# [WHAT THE TASK ASKS]
All of the lines below are to be transcribed faithfully, with pictures excluded from the copy.

# [RECORDS FOR THIS TASK]
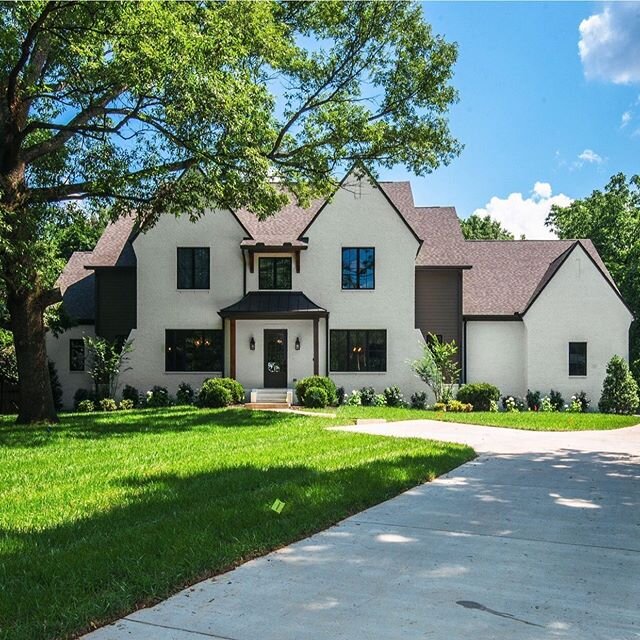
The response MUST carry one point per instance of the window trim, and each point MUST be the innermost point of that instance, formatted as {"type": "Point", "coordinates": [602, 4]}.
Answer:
{"type": "Point", "coordinates": [357, 250]}
{"type": "Point", "coordinates": [274, 270]}
{"type": "Point", "coordinates": [193, 268]}
{"type": "Point", "coordinates": [194, 371]}
{"type": "Point", "coordinates": [84, 355]}
{"type": "Point", "coordinates": [367, 331]}
{"type": "Point", "coordinates": [586, 358]}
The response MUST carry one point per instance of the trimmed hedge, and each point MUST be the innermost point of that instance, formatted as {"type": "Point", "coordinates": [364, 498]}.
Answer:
{"type": "Point", "coordinates": [317, 381]}
{"type": "Point", "coordinates": [479, 394]}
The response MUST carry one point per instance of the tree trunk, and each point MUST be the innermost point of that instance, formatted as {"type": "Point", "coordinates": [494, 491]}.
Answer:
{"type": "Point", "coordinates": [27, 324]}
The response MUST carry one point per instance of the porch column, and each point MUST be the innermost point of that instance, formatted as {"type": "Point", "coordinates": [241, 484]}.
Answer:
{"type": "Point", "coordinates": [316, 360]}
{"type": "Point", "coordinates": [232, 348]}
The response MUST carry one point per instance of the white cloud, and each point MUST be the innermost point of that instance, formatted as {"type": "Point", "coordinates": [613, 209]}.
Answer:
{"type": "Point", "coordinates": [525, 215]}
{"type": "Point", "coordinates": [609, 43]}
{"type": "Point", "coordinates": [588, 155]}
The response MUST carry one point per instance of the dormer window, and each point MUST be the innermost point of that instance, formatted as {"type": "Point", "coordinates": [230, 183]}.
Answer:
{"type": "Point", "coordinates": [274, 273]}
{"type": "Point", "coordinates": [193, 268]}
{"type": "Point", "coordinates": [358, 268]}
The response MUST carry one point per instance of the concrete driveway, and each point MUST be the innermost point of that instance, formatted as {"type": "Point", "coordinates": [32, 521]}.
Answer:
{"type": "Point", "coordinates": [539, 537]}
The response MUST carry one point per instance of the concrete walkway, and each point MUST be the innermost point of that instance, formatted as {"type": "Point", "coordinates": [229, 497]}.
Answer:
{"type": "Point", "coordinates": [537, 538]}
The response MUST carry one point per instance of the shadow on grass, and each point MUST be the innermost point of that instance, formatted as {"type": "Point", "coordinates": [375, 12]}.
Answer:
{"type": "Point", "coordinates": [121, 423]}
{"type": "Point", "coordinates": [171, 530]}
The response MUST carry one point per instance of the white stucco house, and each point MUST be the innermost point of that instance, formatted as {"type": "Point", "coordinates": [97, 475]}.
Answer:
{"type": "Point", "coordinates": [349, 288]}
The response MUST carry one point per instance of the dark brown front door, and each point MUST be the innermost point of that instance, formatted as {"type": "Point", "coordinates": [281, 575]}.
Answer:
{"type": "Point", "coordinates": [275, 358]}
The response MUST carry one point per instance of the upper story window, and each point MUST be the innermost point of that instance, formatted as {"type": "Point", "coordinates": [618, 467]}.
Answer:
{"type": "Point", "coordinates": [193, 267]}
{"type": "Point", "coordinates": [358, 268]}
{"type": "Point", "coordinates": [194, 350]}
{"type": "Point", "coordinates": [358, 350]}
{"type": "Point", "coordinates": [76, 354]}
{"type": "Point", "coordinates": [577, 358]}
{"type": "Point", "coordinates": [274, 273]}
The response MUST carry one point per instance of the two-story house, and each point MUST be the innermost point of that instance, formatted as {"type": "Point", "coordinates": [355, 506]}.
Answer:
{"type": "Point", "coordinates": [348, 287]}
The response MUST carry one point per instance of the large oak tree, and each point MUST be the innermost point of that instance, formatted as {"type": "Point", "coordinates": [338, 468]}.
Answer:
{"type": "Point", "coordinates": [172, 107]}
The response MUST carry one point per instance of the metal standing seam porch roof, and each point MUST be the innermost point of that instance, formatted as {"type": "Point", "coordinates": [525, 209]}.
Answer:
{"type": "Point", "coordinates": [274, 304]}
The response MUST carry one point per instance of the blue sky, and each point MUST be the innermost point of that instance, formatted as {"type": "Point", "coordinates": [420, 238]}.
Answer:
{"type": "Point", "coordinates": [532, 109]}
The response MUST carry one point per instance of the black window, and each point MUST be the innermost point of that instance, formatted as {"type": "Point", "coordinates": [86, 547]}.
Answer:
{"type": "Point", "coordinates": [358, 350]}
{"type": "Point", "coordinates": [194, 350]}
{"type": "Point", "coordinates": [193, 267]}
{"type": "Point", "coordinates": [577, 358]}
{"type": "Point", "coordinates": [76, 355]}
{"type": "Point", "coordinates": [358, 268]}
{"type": "Point", "coordinates": [274, 273]}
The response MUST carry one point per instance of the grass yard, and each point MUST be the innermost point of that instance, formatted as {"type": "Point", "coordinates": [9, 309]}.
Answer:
{"type": "Point", "coordinates": [106, 512]}
{"type": "Point", "coordinates": [530, 420]}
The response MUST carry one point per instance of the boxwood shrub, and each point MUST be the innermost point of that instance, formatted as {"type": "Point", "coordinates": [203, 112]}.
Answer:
{"type": "Point", "coordinates": [478, 394]}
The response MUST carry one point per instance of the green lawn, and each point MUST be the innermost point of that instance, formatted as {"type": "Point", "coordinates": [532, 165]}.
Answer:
{"type": "Point", "coordinates": [531, 420]}
{"type": "Point", "coordinates": [106, 512]}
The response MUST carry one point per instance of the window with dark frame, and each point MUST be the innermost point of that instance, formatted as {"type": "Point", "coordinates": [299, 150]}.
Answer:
{"type": "Point", "coordinates": [274, 273]}
{"type": "Point", "coordinates": [193, 267]}
{"type": "Point", "coordinates": [76, 354]}
{"type": "Point", "coordinates": [358, 349]}
{"type": "Point", "coordinates": [577, 358]}
{"type": "Point", "coordinates": [194, 350]}
{"type": "Point", "coordinates": [358, 268]}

# [RESULT FOR THIS TASK]
The response MUST carry one point per instance of the window trim, and each point MUST be the innermost point of that instance, formatted as {"type": "Point", "coordinates": [602, 4]}.
Answer:
{"type": "Point", "coordinates": [357, 250]}
{"type": "Point", "coordinates": [274, 270]}
{"type": "Point", "coordinates": [193, 268]}
{"type": "Point", "coordinates": [194, 371]}
{"type": "Point", "coordinates": [84, 355]}
{"type": "Point", "coordinates": [367, 331]}
{"type": "Point", "coordinates": [586, 358]}
The response MUST carry one point per instance of the trimmed hedge, and each point MUST be the innermost point of that instance, formatted as {"type": "Point", "coordinates": [364, 498]}.
Answer:
{"type": "Point", "coordinates": [317, 381]}
{"type": "Point", "coordinates": [479, 394]}
The response MUST carry one point per instance of the tree trunk, and each point MUST be the innermost point of that instance, formatted as {"type": "Point", "coordinates": [494, 491]}.
Answer:
{"type": "Point", "coordinates": [27, 324]}
The response MUST carry one point per instance of the porch column, and each point MUST be the innermost point of that instance, formatted as {"type": "Point", "coordinates": [241, 484]}.
Answer:
{"type": "Point", "coordinates": [316, 360]}
{"type": "Point", "coordinates": [232, 348]}
The response MUST carry one point per instance of the white cloud, and each point MUST be the innermost point of that instance, formatted as {"type": "Point", "coordinates": [613, 209]}.
Answer:
{"type": "Point", "coordinates": [525, 215]}
{"type": "Point", "coordinates": [609, 43]}
{"type": "Point", "coordinates": [588, 155]}
The response MUST carry one point per instance of the dormer window, and each point MUST be the innermost point of that instance, formatted as {"type": "Point", "coordinates": [230, 183]}.
Answer:
{"type": "Point", "coordinates": [274, 273]}
{"type": "Point", "coordinates": [193, 268]}
{"type": "Point", "coordinates": [358, 268]}
The response MUST carry one point per instance of the concrete driveway, and each point MUST be the innermost point of that instance, formatted as {"type": "Point", "coordinates": [32, 521]}.
Answer:
{"type": "Point", "coordinates": [539, 537]}
The response MUST carry one point per instance of the concrete walkway, and each point MUST be the innermost point of that instance, formatted as {"type": "Point", "coordinates": [229, 497]}.
Answer:
{"type": "Point", "coordinates": [537, 538]}
The response MUST carry one point per instance of the shadow on grass, and each point MUST be the innermost point of that instance, formatted as {"type": "Point", "coordinates": [375, 12]}.
Answer:
{"type": "Point", "coordinates": [121, 423]}
{"type": "Point", "coordinates": [171, 530]}
The response MUST carry one point per instance of the white stucco house, and each point MUST be the innermost point of that instance, formatted as {"type": "Point", "coordinates": [97, 475]}.
Answer:
{"type": "Point", "coordinates": [349, 288]}
The response MUST carry one point per instance of the dark brown front door, and each point MUST be the innermost point of that instance, formatted as {"type": "Point", "coordinates": [281, 575]}.
Answer:
{"type": "Point", "coordinates": [275, 358]}
The response MUST carry one point per instance of the upper story window, and each point MUST be the innermost point of that instance, formatted as {"type": "Point", "coordinates": [618, 467]}.
Answer:
{"type": "Point", "coordinates": [193, 267]}
{"type": "Point", "coordinates": [358, 268]}
{"type": "Point", "coordinates": [194, 350]}
{"type": "Point", "coordinates": [358, 350]}
{"type": "Point", "coordinates": [76, 354]}
{"type": "Point", "coordinates": [577, 358]}
{"type": "Point", "coordinates": [274, 273]}
The response MUST carry one point per instance of the two-story house, and each point MUST be the innermost point of that instance, formatted as {"type": "Point", "coordinates": [355, 506]}.
Answer:
{"type": "Point", "coordinates": [348, 287]}
The response MUST carry one point per instance of the large oak tree, and each point MUST be the innermost point of that instance, formatted as {"type": "Point", "coordinates": [338, 468]}.
Answer:
{"type": "Point", "coordinates": [172, 107]}
The response MUST carry one point per instance of the metal standing seam porch roof, and each point MUST be the innermost point of that instance, formatted as {"type": "Point", "coordinates": [525, 209]}.
Answer:
{"type": "Point", "coordinates": [274, 304]}
The response MUST carry one point per instance of the blue sky, and each point MUST be the innermost point of that instance, formatted as {"type": "Point", "coordinates": [420, 238]}.
Answer:
{"type": "Point", "coordinates": [532, 109]}
The response MUST carry one point per instance of the black window, and each point MUST be the innermost point of that instance, formatted as {"type": "Point", "coordinates": [86, 547]}.
Answer:
{"type": "Point", "coordinates": [358, 350]}
{"type": "Point", "coordinates": [194, 350]}
{"type": "Point", "coordinates": [193, 267]}
{"type": "Point", "coordinates": [577, 358]}
{"type": "Point", "coordinates": [76, 355]}
{"type": "Point", "coordinates": [358, 268]}
{"type": "Point", "coordinates": [274, 273]}
The response MUST carry one point per instance of the grass yard, and each point MUST be the innermost point of that instance, formatted as {"type": "Point", "coordinates": [9, 309]}.
Answer:
{"type": "Point", "coordinates": [106, 512]}
{"type": "Point", "coordinates": [530, 420]}
The response MUST carry one point per instance of the boxwood shrub, and each point MUST be the innermost point of that instance, formatted as {"type": "Point", "coordinates": [203, 112]}.
Answer:
{"type": "Point", "coordinates": [478, 394]}
The response MUST carry one point per instance of the green lawn, and each point MUST be the innermost point of that instance, formatted as {"type": "Point", "coordinates": [532, 165]}.
Answer:
{"type": "Point", "coordinates": [531, 420]}
{"type": "Point", "coordinates": [106, 512]}
The response MUST carry one point per instance of the window with dark frame, and each point MUST be the innermost point of that instance, formatted as {"type": "Point", "coordinates": [299, 150]}.
Answer:
{"type": "Point", "coordinates": [274, 273]}
{"type": "Point", "coordinates": [193, 267]}
{"type": "Point", "coordinates": [76, 354]}
{"type": "Point", "coordinates": [358, 349]}
{"type": "Point", "coordinates": [577, 358]}
{"type": "Point", "coordinates": [194, 350]}
{"type": "Point", "coordinates": [358, 268]}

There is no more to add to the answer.